Dr. Quinn Medicine Woman And The State Of Period Dramas

When Sully approaches the government about the Cheyenne, it’s usually after consulting his best friend Cloud Dancing. Larry Sellers, who played Cloud Dancing, was also credited as a “Native American consultant” for most of the show’s run, a role that developed after he turned down a part in Dances With Wolves:

Sellers returned to Los Angeles and got a call from the executive producer of “Dr. Quinn Medicine Woman.” They talked and the part of Cloud Dancing was offered to Sellers. He immediately began to flesh out the sketchy character written into Dr. Quinn scripts.

“Cloud Dancing was originally called Black Hawk,” he said. “They just wanted a representative American Indian, not a character. I came up with Cloud Dancing and became the technical adviser for Native American concepts and thoughts.” His technical adviser role gave him a chance to present American Indians of the past as regular citizens in a town. “One of the things never represented in movies or TV is an interracial relationship between a white woman and an Indian man,” he said. “Indian men treat their mates with kindness.”

Sully and Cloud Dancing’s relationship would fit well under the modern definition of television bromance that every show has to have, but could a Native character be created with as much thought as Cloud Dancing?

Instinct–and the craft shop crow sitting atop Johnny Depp’s head in trailers and stills for The Lone Ranger–say, “probably not.”

Dr. Quinn used Cloud Dancing and Sully to tackle a variety of issues not limited to the troubled formation of reservations and the Custer-led Indian Wars (notably, the show portrays General Custer as an unquestionably villainous character). The episode “Hearts and Minds” focused on the forced Westernization and education of Native American children–which features another uncomfortable scene depicting that forced behavior–emphasizing the show’s efforts to present a different American narrative.

Gender roles played a large role in that alternate narrative. While the show fit in well with the 1990s trend of shows about Women Doing Things (a la Murphy Brown, Xena, Ally McBeal, and the like), and more often than not passed the Bechdel test, there were missteps here and there. The show was radical not only in the confines of the show’s world for being an unmarried female doctor, but in the world it was airing: she was a 35-year-old-virgin, and it took three seasons of chaste courtship and a marriage for that to change.

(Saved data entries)
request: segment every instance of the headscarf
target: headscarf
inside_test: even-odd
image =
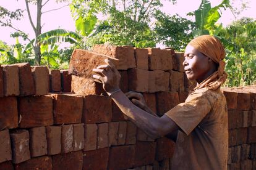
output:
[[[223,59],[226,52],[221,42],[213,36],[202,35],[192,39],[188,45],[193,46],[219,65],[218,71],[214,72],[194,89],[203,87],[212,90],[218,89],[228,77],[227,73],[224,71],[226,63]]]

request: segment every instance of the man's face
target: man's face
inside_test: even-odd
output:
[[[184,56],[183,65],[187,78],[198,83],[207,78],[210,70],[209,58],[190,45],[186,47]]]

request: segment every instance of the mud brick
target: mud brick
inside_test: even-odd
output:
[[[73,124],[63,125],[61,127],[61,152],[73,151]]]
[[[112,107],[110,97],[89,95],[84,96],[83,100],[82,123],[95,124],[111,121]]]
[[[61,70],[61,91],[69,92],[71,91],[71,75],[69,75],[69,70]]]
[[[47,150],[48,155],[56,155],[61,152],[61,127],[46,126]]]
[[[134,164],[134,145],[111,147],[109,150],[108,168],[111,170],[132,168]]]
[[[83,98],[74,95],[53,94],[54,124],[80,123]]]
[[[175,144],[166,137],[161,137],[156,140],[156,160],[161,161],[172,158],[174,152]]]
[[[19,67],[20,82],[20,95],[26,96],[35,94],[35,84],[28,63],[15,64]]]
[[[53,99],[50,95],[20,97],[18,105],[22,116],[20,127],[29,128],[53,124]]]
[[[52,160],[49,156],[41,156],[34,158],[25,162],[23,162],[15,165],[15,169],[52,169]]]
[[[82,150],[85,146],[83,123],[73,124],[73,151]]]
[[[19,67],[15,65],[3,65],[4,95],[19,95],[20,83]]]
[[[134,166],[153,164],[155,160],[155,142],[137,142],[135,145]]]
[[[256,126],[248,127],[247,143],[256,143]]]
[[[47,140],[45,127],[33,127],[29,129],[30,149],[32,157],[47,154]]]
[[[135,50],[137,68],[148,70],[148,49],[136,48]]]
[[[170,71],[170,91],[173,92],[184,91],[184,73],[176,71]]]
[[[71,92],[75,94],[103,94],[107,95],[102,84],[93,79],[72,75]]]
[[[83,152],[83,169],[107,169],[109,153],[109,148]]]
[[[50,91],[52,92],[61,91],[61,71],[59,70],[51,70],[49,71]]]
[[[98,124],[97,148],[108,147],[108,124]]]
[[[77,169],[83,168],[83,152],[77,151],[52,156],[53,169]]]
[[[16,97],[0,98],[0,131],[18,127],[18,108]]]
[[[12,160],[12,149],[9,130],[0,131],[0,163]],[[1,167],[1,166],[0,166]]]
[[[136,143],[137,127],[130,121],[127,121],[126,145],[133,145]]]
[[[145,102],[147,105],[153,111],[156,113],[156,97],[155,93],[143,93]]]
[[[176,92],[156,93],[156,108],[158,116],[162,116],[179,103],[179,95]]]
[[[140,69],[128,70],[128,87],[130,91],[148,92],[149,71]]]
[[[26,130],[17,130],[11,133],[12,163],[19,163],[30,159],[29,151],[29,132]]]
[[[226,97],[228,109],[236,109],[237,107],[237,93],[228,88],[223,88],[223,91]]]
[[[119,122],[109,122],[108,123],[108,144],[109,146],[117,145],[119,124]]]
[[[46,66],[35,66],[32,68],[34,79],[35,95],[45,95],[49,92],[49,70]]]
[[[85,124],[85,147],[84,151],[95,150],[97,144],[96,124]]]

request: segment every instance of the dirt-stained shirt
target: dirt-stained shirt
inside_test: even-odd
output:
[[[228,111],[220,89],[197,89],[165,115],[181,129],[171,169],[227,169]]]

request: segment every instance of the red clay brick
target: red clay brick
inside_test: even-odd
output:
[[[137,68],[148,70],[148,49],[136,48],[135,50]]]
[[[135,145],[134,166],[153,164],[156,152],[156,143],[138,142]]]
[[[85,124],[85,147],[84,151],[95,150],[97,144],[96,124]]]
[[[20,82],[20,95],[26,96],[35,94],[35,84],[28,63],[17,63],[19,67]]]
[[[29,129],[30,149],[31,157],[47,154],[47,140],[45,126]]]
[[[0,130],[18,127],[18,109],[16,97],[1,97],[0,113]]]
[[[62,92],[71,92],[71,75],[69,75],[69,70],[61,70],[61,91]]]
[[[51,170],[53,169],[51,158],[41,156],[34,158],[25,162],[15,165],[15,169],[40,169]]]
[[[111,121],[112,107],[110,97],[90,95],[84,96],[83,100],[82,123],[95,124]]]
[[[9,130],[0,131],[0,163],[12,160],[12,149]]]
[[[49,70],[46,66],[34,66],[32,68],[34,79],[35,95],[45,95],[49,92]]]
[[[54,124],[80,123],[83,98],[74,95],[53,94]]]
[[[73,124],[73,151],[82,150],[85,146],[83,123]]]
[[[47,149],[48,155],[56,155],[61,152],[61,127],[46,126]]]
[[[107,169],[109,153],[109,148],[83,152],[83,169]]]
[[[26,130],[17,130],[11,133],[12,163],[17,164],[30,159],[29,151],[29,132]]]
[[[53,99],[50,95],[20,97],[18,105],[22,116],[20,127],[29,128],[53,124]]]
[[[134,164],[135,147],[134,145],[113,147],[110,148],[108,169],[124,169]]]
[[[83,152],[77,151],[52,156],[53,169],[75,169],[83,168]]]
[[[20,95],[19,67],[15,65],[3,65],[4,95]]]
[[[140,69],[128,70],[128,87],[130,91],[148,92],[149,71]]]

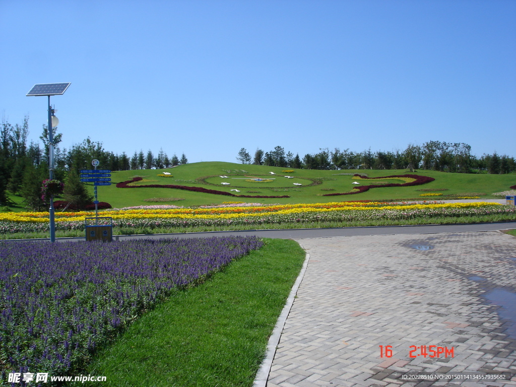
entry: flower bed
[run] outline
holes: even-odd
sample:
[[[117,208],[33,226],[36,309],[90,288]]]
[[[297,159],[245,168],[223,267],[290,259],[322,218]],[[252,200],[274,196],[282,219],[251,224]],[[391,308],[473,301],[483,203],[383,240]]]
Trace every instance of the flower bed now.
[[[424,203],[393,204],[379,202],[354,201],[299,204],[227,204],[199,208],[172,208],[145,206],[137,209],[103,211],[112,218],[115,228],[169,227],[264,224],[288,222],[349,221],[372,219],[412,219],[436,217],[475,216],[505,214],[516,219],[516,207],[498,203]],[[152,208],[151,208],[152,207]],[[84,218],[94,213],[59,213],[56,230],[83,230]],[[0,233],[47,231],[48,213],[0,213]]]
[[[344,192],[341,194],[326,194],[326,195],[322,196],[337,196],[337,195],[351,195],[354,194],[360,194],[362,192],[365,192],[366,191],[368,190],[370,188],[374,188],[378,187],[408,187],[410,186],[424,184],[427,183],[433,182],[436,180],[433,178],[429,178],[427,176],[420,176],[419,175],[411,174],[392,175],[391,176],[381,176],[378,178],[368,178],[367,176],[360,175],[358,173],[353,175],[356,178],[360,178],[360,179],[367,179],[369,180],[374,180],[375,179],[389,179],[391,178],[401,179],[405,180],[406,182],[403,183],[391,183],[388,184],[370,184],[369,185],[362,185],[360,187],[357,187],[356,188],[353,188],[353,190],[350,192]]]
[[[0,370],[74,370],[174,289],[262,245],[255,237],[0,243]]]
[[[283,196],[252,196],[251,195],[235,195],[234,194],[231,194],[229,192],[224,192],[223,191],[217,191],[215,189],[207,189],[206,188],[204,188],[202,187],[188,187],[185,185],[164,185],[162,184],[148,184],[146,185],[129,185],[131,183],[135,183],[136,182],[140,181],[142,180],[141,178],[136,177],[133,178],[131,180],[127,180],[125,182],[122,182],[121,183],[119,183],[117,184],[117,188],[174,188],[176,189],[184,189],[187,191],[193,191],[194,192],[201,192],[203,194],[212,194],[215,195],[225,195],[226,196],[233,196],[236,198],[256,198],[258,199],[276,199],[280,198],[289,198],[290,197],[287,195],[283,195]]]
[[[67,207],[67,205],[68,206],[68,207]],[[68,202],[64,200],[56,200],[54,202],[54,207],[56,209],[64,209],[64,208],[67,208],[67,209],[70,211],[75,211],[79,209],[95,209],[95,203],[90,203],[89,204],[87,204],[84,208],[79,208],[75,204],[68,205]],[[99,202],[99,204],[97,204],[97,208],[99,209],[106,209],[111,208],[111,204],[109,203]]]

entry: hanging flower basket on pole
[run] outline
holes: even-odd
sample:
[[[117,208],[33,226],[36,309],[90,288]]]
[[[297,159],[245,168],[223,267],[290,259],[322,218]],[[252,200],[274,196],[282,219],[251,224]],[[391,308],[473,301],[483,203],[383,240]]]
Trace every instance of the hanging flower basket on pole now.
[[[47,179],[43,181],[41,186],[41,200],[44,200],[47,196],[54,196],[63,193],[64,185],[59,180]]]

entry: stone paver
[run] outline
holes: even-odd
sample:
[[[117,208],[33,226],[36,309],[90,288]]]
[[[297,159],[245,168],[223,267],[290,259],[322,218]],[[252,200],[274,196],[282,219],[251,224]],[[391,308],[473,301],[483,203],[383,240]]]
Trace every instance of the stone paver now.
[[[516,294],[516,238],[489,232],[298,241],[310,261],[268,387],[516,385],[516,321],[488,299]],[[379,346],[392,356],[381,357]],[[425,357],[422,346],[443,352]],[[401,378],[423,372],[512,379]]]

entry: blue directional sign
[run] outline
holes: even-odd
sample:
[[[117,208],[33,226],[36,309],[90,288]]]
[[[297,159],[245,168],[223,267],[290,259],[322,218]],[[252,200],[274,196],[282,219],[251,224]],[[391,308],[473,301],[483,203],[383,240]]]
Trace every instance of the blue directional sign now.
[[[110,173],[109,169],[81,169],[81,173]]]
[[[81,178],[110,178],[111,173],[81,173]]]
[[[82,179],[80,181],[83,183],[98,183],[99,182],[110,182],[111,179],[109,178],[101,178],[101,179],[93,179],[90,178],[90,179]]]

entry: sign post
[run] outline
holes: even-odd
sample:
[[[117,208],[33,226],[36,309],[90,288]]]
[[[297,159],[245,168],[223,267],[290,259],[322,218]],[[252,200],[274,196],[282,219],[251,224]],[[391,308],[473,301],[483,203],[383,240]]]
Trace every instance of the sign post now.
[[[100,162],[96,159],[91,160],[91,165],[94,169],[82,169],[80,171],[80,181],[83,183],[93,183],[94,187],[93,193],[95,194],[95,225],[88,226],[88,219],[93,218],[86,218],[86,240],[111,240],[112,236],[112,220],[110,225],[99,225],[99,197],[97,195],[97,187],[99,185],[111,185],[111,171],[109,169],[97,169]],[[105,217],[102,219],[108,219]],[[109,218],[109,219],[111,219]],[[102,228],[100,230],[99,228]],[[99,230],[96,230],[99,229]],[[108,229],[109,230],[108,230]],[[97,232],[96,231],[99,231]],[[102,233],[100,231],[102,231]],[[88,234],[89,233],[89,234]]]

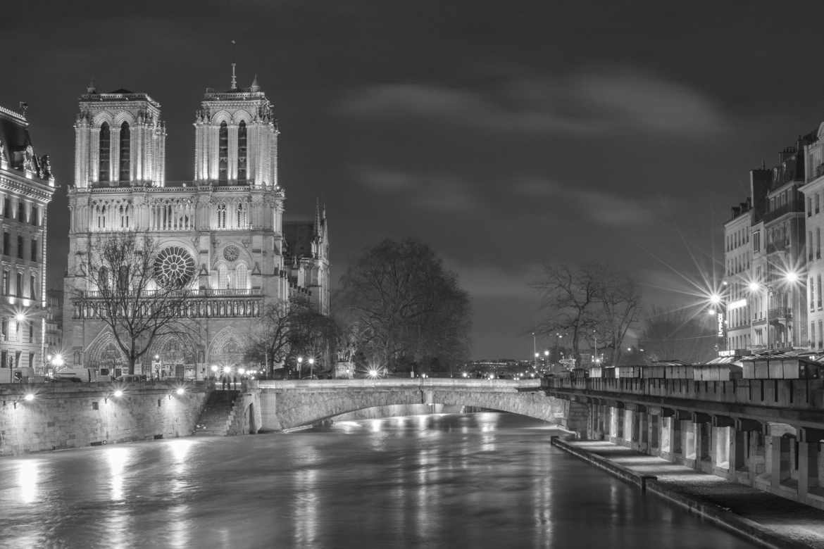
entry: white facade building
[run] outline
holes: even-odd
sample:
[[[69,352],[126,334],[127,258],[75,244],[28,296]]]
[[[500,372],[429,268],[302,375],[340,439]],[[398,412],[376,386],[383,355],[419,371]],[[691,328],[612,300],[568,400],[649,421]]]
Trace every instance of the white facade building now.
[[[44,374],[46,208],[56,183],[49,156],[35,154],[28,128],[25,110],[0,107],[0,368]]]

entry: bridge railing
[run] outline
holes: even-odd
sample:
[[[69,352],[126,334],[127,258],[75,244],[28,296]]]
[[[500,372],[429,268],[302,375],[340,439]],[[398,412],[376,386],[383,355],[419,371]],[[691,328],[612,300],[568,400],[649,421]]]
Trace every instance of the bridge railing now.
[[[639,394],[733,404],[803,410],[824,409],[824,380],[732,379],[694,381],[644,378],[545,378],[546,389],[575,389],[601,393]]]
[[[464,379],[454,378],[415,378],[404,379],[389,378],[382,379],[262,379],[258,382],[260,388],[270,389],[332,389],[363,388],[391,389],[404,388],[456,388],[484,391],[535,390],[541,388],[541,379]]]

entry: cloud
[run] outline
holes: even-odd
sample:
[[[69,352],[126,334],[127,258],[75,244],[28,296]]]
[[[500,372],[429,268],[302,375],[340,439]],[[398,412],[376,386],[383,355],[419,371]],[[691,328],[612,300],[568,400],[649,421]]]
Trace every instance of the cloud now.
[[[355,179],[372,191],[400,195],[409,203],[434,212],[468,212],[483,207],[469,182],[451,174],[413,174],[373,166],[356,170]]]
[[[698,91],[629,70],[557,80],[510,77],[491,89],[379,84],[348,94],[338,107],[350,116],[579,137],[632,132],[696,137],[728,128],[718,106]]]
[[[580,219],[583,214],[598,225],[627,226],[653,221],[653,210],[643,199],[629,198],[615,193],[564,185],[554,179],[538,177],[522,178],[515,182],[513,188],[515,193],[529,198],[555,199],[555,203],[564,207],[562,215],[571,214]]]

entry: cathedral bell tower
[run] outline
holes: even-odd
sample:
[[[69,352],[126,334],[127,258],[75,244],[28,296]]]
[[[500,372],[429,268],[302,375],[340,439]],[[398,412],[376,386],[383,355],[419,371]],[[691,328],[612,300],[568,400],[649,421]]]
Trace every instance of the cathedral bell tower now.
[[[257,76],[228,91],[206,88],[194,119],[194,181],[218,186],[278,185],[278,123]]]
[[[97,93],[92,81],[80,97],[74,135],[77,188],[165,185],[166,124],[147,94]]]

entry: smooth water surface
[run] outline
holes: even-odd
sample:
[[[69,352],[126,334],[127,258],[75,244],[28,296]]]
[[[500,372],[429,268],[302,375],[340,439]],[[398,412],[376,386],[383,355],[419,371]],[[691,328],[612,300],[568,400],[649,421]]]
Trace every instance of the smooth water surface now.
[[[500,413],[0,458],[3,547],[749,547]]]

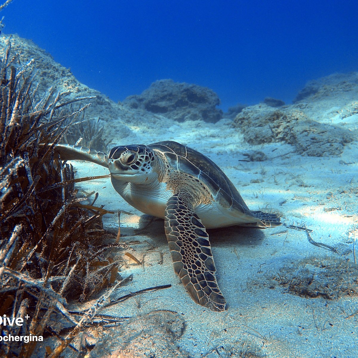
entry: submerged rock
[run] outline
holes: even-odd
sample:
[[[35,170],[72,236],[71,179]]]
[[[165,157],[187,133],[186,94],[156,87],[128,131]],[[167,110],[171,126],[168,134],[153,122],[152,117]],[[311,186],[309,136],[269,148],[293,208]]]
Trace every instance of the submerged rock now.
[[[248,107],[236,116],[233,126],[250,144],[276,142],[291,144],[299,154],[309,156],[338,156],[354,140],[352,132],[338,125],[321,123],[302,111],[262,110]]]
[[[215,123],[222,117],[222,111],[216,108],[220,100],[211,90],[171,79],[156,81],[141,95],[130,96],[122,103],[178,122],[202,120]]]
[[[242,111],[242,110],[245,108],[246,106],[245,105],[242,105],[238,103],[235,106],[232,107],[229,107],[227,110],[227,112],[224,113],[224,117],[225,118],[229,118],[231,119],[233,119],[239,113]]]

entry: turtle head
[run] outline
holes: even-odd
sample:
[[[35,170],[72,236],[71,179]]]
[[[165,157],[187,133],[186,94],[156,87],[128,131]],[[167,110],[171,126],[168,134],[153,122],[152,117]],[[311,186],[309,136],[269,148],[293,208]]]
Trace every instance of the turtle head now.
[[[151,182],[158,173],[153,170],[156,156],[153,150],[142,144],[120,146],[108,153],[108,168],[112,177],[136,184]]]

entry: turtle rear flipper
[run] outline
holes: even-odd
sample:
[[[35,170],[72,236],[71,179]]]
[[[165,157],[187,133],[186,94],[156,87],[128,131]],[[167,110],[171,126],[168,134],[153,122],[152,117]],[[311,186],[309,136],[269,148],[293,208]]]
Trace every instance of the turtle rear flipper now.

*Exercise requirements*
Revise the article on Dr. Quinn from "Gender roles played" up to and including "that to change.", putting "mistakes" in place of "missteps".

*Exercise output*
Gender roles played a large role in that alternate narrative. While the show fit in well with the 1990s trend of shows about Women Doing Things (a la Murphy Brown, Xena, Ally McBeal, and the like), and more often than not passed the Bechdel test, there were mistakes here and there. The show was radical not only in the confines of the show’s world for being an unmarried female doctor, but in the world it was airing: she was a 35-year-old-virgin, and it took three seasons of chaste courtship and a marriage for that to change.